■ **INSTRUCTIONS TO FOLLOW**:
Copy every entry below word for word, leaving out the pictures.

■ **GIVEN ENTRIES**:
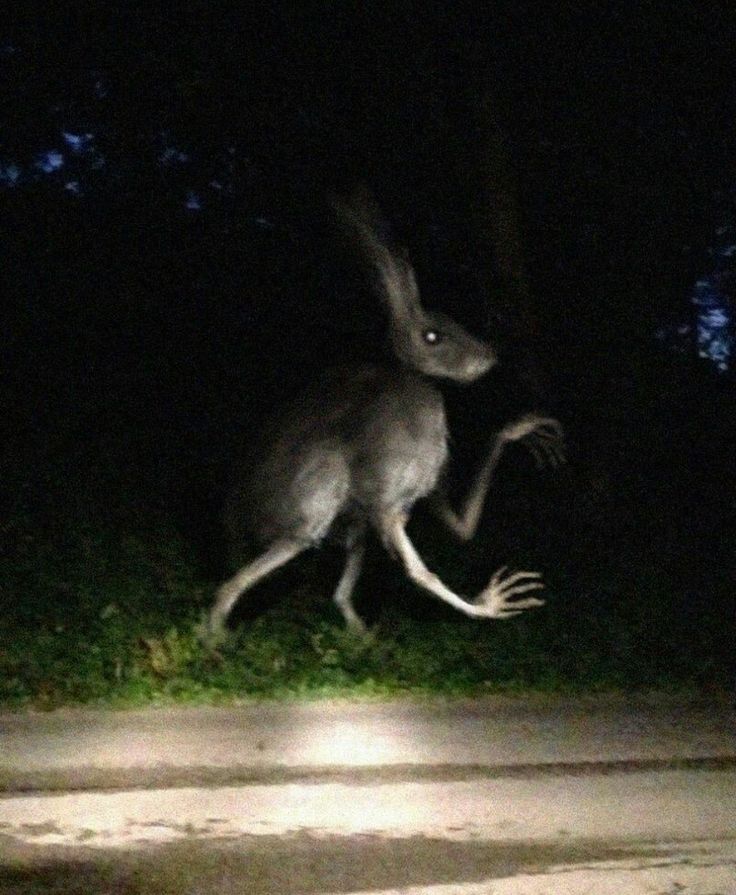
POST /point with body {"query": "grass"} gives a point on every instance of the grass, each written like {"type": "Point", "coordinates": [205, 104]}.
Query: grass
{"type": "Point", "coordinates": [106, 611]}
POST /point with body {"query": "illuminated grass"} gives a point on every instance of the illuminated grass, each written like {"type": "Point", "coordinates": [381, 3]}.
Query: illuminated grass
{"type": "Point", "coordinates": [95, 616]}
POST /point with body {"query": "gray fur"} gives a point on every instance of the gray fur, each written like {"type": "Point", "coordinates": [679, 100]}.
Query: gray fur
{"type": "Point", "coordinates": [365, 442]}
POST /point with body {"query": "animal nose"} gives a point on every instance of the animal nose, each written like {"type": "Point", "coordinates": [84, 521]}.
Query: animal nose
{"type": "Point", "coordinates": [477, 366]}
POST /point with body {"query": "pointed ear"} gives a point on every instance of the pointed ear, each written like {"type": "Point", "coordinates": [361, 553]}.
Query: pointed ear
{"type": "Point", "coordinates": [360, 219]}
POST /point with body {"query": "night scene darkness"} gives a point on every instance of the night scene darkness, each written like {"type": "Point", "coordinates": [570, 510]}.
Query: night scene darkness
{"type": "Point", "coordinates": [285, 284]}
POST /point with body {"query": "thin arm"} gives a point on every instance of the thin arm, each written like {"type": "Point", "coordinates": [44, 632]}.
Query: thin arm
{"type": "Point", "coordinates": [497, 600]}
{"type": "Point", "coordinates": [464, 524]}
{"type": "Point", "coordinates": [541, 435]}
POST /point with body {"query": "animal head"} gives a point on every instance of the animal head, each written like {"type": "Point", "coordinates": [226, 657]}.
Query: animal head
{"type": "Point", "coordinates": [429, 342]}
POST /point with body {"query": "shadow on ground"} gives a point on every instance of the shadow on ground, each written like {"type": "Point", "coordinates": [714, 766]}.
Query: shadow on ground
{"type": "Point", "coordinates": [298, 864]}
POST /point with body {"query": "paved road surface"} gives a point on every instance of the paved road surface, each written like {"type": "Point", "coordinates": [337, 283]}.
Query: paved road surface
{"type": "Point", "coordinates": [491, 796]}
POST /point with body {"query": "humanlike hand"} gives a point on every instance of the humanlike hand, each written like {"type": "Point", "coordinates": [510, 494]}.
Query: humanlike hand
{"type": "Point", "coordinates": [496, 599]}
{"type": "Point", "coordinates": [543, 436]}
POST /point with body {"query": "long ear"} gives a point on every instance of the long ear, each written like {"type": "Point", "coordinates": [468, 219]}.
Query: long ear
{"type": "Point", "coordinates": [360, 218]}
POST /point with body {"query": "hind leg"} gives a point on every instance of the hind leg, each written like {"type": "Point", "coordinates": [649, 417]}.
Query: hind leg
{"type": "Point", "coordinates": [228, 594]}
{"type": "Point", "coordinates": [343, 596]}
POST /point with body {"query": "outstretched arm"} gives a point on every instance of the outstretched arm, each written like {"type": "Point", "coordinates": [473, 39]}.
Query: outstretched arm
{"type": "Point", "coordinates": [541, 435]}
{"type": "Point", "coordinates": [499, 599]}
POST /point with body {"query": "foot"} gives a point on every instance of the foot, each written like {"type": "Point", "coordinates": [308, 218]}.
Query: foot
{"type": "Point", "coordinates": [496, 600]}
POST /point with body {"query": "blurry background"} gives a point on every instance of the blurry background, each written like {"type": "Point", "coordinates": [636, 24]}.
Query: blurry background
{"type": "Point", "coordinates": [169, 271]}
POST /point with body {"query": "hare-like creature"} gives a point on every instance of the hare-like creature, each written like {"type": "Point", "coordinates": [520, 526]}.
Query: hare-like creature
{"type": "Point", "coordinates": [367, 441]}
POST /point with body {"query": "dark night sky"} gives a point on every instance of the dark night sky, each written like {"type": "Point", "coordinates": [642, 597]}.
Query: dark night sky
{"type": "Point", "coordinates": [169, 275]}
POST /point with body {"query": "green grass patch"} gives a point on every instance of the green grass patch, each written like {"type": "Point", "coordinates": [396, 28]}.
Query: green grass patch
{"type": "Point", "coordinates": [97, 612]}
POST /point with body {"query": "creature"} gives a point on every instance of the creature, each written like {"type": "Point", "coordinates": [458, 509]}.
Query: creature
{"type": "Point", "coordinates": [365, 442]}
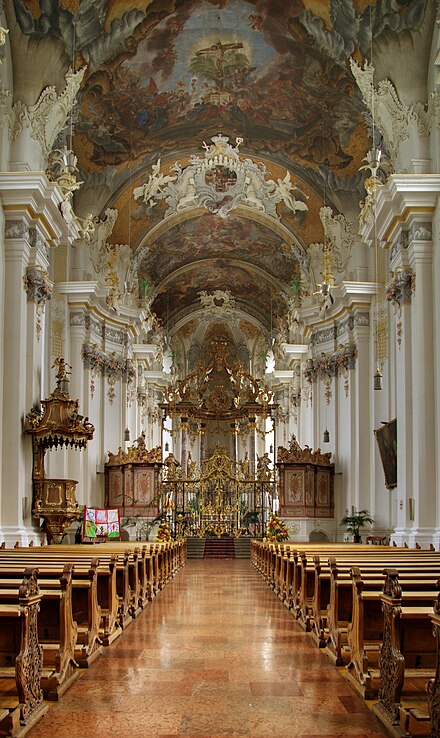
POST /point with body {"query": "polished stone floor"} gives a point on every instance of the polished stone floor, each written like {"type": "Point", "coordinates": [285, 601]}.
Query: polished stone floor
{"type": "Point", "coordinates": [215, 654]}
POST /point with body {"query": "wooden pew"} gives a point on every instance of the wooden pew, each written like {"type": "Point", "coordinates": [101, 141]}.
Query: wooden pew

■ **TASK OUTPUT**:
POST /point with body {"query": "grass"} gives a point on every instance of the grass, each written like {"type": "Point", "coordinates": [205, 104]}.
Query: grass
{"type": "Point", "coordinates": [106, 611]}
POST /point with body {"query": "illuminated grass"} gives a point on every instance of the illuminated grass, each written like {"type": "Point", "coordinates": [381, 3]}.
Query: illuminated grass
{"type": "Point", "coordinates": [95, 616]}
POST /point with body {"query": "gray fur"} gives a point on every instance of the gray fur, each written like {"type": "Point", "coordinates": [679, 100]}.
Query: gray fur
{"type": "Point", "coordinates": [365, 442]}
POST /point with body {"query": "animal nose"} gives a point on every instance of the animal nose, each written like {"type": "Point", "coordinates": [84, 521]}.
Query: animal nose
{"type": "Point", "coordinates": [477, 366]}
POST /point with body {"query": "pointed ear"} gives a point on every instance of the pointed ear, each written like {"type": "Point", "coordinates": [361, 553]}.
Query: pointed ear
{"type": "Point", "coordinates": [360, 219]}
POST /point with body {"query": "night scene darkness"} gives a point on every instance of the night scene darkness, each written like {"type": "Point", "coordinates": [570, 510]}.
Query: night scene darkness
{"type": "Point", "coordinates": [285, 284]}
POST /point with body {"query": "thin arm"} gives a point on every instance of the thin arm, each written like {"type": "Point", "coordinates": [44, 632]}.
Query: thin arm
{"type": "Point", "coordinates": [497, 600]}
{"type": "Point", "coordinates": [464, 524]}
{"type": "Point", "coordinates": [541, 435]}
POST /point with body {"query": "animal head"} gives a point on every instance of the animal head, each written like {"type": "Point", "coordinates": [226, 657]}.
Query: animal head
{"type": "Point", "coordinates": [429, 342]}
POST /point with body {"query": "shadow on ground"} gives a point on every instance of the shadow on ground, each written like {"type": "Point", "coordinates": [714, 766]}.
Query: shadow on ground
{"type": "Point", "coordinates": [298, 864]}
POST /point with body {"query": "paved road surface"} gives a point on every instance of the paved road surface, each written like {"type": "Point", "coordinates": [337, 283]}.
Query: paved road surface
{"type": "Point", "coordinates": [491, 796]}
POST /point with body {"query": "humanlike hand"} gives a point on every instance of the humanlike hand, each written like {"type": "Point", "coordinates": [510, 494]}.
Query: humanlike hand
{"type": "Point", "coordinates": [496, 599]}
{"type": "Point", "coordinates": [543, 436]}
POST /point with body {"query": "long ear"} gives a point on every instance of the long ear, each written like {"type": "Point", "coordinates": [468, 219]}.
Query: long ear
{"type": "Point", "coordinates": [360, 218]}
POST /point with body {"query": "hind leg"} gives a point on every instance of the hind leg, each written like {"type": "Point", "coordinates": [649, 417]}.
Query: hind leg
{"type": "Point", "coordinates": [228, 594]}
{"type": "Point", "coordinates": [343, 596]}
POST /point with body {"query": "outstretched arm"} gives a point on every instance of the outstretched arm, each written like {"type": "Point", "coordinates": [473, 39]}.
Query: outstretched arm
{"type": "Point", "coordinates": [541, 435]}
{"type": "Point", "coordinates": [499, 599]}
POST /point with body {"query": "foot"} gives a point on every instance of the foot, each written like {"type": "Point", "coordinates": [308, 218]}.
Query: foot
{"type": "Point", "coordinates": [496, 600]}
POST /point with body {"query": "blurry background"} gives a point on every instance of the blurry background, each written like {"type": "Point", "coordinates": [636, 24]}.
Query: blurry background
{"type": "Point", "coordinates": [169, 271]}
POST /point with body {"query": "hare-like creature"} gives a point on every instance of the hare-like creature, each written like {"type": "Point", "coordinates": [520, 526]}.
Query: hare-like creature
{"type": "Point", "coordinates": [367, 441]}
POST /point with body {"query": "dark night sky"} gives a point on every instance of the dark night sky, each written like {"type": "Point", "coordinates": [642, 597]}.
Query: dark night sky
{"type": "Point", "coordinates": [169, 275]}
POST /point with body {"query": "green grass patch"} gives a point on every instance of the green grass patch, each written like {"type": "Point", "coordinates": [396, 28]}.
Query: green grass patch
{"type": "Point", "coordinates": [97, 612]}
POST /point with body {"query": "creature"} gives a point on every instance of the creature, each written like {"type": "Point", "coordinates": [458, 509]}.
Query: creature
{"type": "Point", "coordinates": [365, 442]}
POST /point with body {"query": "polished stone floor"} gives a point on every instance of the polished stone floor, each written like {"type": "Point", "coordinates": [285, 601]}.
Query: polished stone floor
{"type": "Point", "coordinates": [215, 654]}
POST /point with body {"query": "wooden pew"} gives a point on every instance of the wooden pew, each written like {"type": "Point", "coordinates": [101, 141]}.
Query: wooden pew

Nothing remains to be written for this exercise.